This inconsistency creates several issues:

We need conversion logic in the AssemblyAI adapter
We use floating-point numbers to represent seconds, potentially leading to precision issues
The inconsistent API contract creates potential confusion for consumers of the service
The mixed format approach is more error-prone and less maintainable

Decision Drivers¶

Precision Requirements: Accurate timestamps are critical for subtitle synchronization, speaker diarization, and audio analysis
Data Type Consistency: Integer representation is more reliable than floating-point for precise timing
Provider API Formats: Different providers use different time unit standards
Downstream Compatibility: Impact on existing consumers of the transcription service
Performance Considerations: Integer operations are typically faster than floating-point operations

Proposed Decision¶

We will standardize all timestamps in the transcription service to use milliseconds as the base unit, represented as integers, for the following reasons:

Milliseconds provide sufficient precision for all anticipated use cases
Integer representation avoids floating-point precision errors
AssemblyAI already uses milliseconds, reducing conversion needs
Millisecond precision is the common standard in media processing applications

Design Impacts¶

Interface Changes¶

The TranscriptionService interface will be updated to specify that all timestamps should be in milliseconds:

def transcribe(self, audio_file, options) -> Dict[str, Any]:
    """
    ...
    Returns:
        Dictionary containing transcription results with standardized keys:
            - ...
            - words: List of words with timing information (timestamps in milliseconds)
            - utterances: List of utterances by speaker (timestamps in milliseconds)
            - audio_duration: Duration of audio in milliseconds
            - ...
    """

### WHAT TO DO
a) Check each statement against the design note on transcription timestamps. Answer yes or no for each, and quote the words of the note that decide it.
(i) The proposed decision keeps timestamps as floating-point seconds.
(ii) AssemblyAI already reports times in milliseconds.
(iii) The updated interface gives audio_duration in seconds.
b) Write the next part of the design note on transcription timestamps, starting after the docstring that closes it.

### INFORMATION PROVIDED
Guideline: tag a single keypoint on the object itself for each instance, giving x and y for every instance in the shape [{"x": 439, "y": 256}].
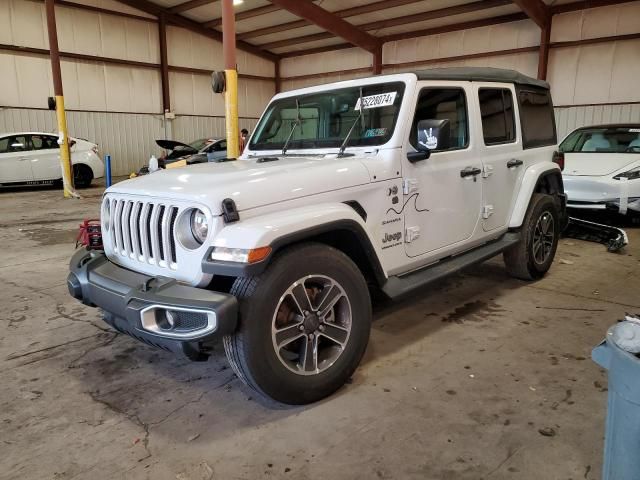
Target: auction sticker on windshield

### PER-TASK ANSWERS
a)
(i) No: "We will standardize all timestamps in the transcription service to use milliseconds as the base unit, represented as integers"
(ii) Yes: "AssemblyAI already uses milliseconds, reducing conversion needs"
(iii) No: "audio_duration: Duration of audio in milliseconds"

b)
Service Implementation Changes¶

AssemblyAITranscriptionService:
Remove timestamp conversions from milliseconds to seconds
Update documentation to reflect millisecond timestamps
Keep raw API response format unchanged (already uses milliseconds)
WhisperTranscriptionService:
Convert timestamps from seconds to milliseconds
Update documentation to reflect millisecond timestamps
For API responses in seconds, multiply values by 1000 and convert to integers
Format Converter:
Update handling of timestamps in format conversion logic
Ensure SRT and VTT generation use correct millisecond timing

Standardized Timestamp Format¶

All timestamp-related fields will follow this standard:

Use integer values representing milliseconds
Use consistent field names across all services (start_ms, end_ms, duration_ms)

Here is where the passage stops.